⟨
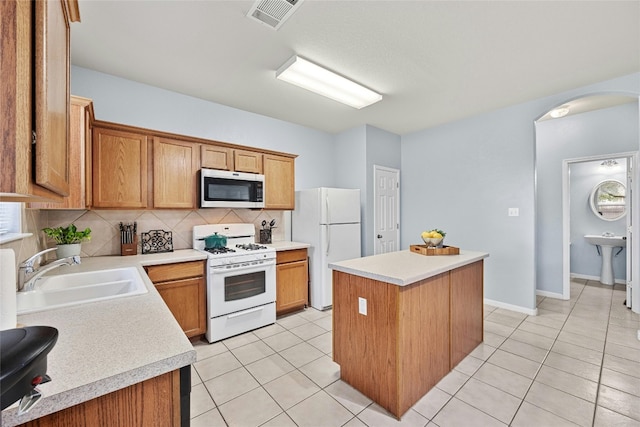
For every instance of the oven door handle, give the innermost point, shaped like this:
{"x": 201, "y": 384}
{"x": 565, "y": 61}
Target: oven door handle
{"x": 242, "y": 313}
⟩
__Task__
Rescale the data above by rewriting every line in full, with each coordinate in the answers multiplied by 1.9 and rounded to the nearest whole number, halves rounded up. Leave all other numbers unchanged and omit the pictures.

__The solution__
For every instance of the oven door handle, give the innermost point, shaped like this:
{"x": 201, "y": 384}
{"x": 565, "y": 61}
Target: oven door handle
{"x": 460, "y": 595}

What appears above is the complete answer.